▶ Work task A
In the forum thread below about screening bacterial strains for gaseous compounds that inhibit E. coli, quote every complete question that ends with a question mark.
▶ Work task B
Pick up the forum thread on screening bacterial strains for gaseous compounds that inhibit E. coli where it stops, and write the next post in the discussion.

== Text for analysis ==

Screening assy for active gaseous compounds - (Apr/25/2011 )
I have to screen ~2000 bacterial strains for their potentail in forming gaseous compounds which inhibit E. coli in growth. Basically it should be something like a dual-culture test without direct contact, though each antagonistic strain should share the gas phase with E. coli. The only restriction is that all bacteria have to be grown on a solid media. Does anyone have a suggestion how to arrange this screening?
I also wondered if there is a staining method for differentiation between living and/or dead bacteria, that is not based on fluorescence? For example if I have ~50 bacterial cultures on one piece of blotting paper. The method doesn't have to be exact/quantitative, but a discrimination between normal growing and inhibited cells is necessary.
It's my first post here
one of the main problems is that you can do big tests and thus you need to work with small amounts of gas being formed.. this also means small effect most likely.
+ 2000 strains... thats a lot of work..
I have some ideas to use, but maybe you allready tried some of them. What have you tried before?
You are right, the biggest challenge is the amount of strains I have to deal with. I worked with two compartment plates and had good results, but it allows testing of only one strain per plate. My idea for a faster screening assay was the usage of deep well plates covered with blotting paper. The wells conatain antagonistic strains while the blotting paper is covered with E. coli. I think that this method may work, but the visualization of individual spots is hard when fluorescent dye is used.
Do you have any good suggestion?
A problem is: how do you know the gas that is created by your bacterium is the reason e.coli dies... It can be because of not enough oxigen, not enough food..
So the blotting paper part: sounds weird to me.
How are you going to put e.coli on that paper and keep it alive? You are going to try to put each colony above a well then? or?
By using negative controls, one without any second bacteria and one with a non-antagonistic bacteria.
From a liquid culture with a known OD600. It will stay alive for the time the experiment lasts.

===
== Records ==

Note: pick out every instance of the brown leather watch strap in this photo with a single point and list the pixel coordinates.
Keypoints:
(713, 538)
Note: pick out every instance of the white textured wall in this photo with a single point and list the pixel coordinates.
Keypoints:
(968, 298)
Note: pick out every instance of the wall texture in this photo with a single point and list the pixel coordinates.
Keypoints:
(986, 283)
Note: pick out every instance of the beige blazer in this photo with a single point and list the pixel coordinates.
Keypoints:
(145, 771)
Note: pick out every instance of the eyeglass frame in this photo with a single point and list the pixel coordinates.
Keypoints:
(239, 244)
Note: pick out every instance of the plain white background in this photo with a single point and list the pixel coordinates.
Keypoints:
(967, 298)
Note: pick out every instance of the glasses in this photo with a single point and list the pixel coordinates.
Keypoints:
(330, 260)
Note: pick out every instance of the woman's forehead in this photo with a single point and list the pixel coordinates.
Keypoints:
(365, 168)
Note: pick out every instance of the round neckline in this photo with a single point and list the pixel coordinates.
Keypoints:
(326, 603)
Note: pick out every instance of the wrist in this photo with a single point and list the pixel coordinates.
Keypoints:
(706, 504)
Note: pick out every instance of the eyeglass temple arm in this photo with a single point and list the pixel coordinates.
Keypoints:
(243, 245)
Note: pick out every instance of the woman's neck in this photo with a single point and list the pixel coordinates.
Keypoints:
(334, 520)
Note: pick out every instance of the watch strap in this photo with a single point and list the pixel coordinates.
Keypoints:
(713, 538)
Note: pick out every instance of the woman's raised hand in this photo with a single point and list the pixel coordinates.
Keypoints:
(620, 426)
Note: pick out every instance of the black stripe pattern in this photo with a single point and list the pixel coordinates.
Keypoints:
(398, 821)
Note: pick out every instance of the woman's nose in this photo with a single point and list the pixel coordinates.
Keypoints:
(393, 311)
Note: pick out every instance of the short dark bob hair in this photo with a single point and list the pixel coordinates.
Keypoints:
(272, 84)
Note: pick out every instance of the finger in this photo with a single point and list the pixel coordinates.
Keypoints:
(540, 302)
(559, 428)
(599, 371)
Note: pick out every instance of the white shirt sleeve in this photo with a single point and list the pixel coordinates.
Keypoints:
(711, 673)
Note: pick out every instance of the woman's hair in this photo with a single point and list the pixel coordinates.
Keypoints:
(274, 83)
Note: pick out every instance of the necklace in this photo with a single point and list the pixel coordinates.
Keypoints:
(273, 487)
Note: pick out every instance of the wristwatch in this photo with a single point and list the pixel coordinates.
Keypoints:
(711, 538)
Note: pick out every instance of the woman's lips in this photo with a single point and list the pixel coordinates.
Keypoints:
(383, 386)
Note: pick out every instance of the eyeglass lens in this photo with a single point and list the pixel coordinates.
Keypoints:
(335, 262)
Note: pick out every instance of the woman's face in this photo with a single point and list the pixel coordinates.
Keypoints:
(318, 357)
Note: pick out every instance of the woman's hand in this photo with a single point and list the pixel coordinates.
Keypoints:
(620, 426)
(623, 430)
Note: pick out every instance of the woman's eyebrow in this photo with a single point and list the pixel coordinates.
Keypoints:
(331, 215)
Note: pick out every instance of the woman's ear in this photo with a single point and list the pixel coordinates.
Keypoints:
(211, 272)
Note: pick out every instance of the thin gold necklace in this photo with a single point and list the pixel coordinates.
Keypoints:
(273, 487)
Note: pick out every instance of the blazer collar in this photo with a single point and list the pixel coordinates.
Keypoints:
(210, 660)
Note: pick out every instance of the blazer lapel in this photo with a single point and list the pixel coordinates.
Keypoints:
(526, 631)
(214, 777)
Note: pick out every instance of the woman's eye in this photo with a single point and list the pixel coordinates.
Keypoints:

===

▶ Output A
- Does anyone have a suggestion how to arrange this screening?
- I also wondered if there is a staining method for differentiation between living and/or dead bacteria, that is not based on fluorescence?
- What have you tried before?
- Do you have any good suggestion?
- How are you going to put e.coli on that paper and keep it alive?
- You are going to try to put each colony above a well then?

▶ Output B
Yes, one blotting paper for each multi-well plate and an exact amount of E. coli culture above each well.
I think that everything would work fine, except of a quick live/dead analysis. Maybe a wipe test would work after the incubation time...
I still couldn't find any reagent for an easier determination of living/dead cells.
nux on Sun May 1 16:37:46 2011 said:
By using negative controls, one without any second bacteria and one with a non-antagonistic bacteria.
From a liquid culture with a known OD600. It will stay alive for the time the experiment lasts.
Yes, one blotting paper for each multi-well plate and an exact amount of E. coli culture above each well.
I think that everything would work fine, except of a quick live/dead analysis. Maybe a wipe test would work after the incubation time...
I still couldn't find any reagent for an easier determination of living/dead cells.
Yeah, well that last phrase summs it up: I see what you want to do, but how are you going to test it (dead vs alive)?
Putting the bacteria on a piece of paper... its not an easy method.
An idea or solution, could be to plate every "colony" from the blotting paper on a new petri dish to see if its still alive or not....(I think this is what you mean with the wipe test?)
But however you turn it, you well have lots and lots of work.
BTW: did you test it ? Did E.coli grow good enough on the paper? Did it really enter exponential growth on the paper? If it doesnt: then you can test for it to be alive or not, but the information you get out of that doesnt mean a lot. (well it depends on the negative strain).
+the negative control: how long are you going to run the experiment?
Anyway: I think you can try this, but in the end you will need to do more accurate tests with the strains that seem to kill E.coli.
My idea would have been a bit different and a lot more work, so I guess yours is better altough, the idea of using paper with bacteria on it... eum... I also wonder: how many samples are you going to take for each strain? You cant just blot one.. So how many did you think on doing?
If I was you: I would now start with the negative control! Check what you get if you put e.coli on a piece of paper above a multiwell filled with medium.
See of the medium has growth : e.coli falling in it?
See of the e.coli on the paper is still alive (plate it out)
If you start with this, then you allready know if this is an option or not.
Also: check the growth of e.coli at different time-intervals.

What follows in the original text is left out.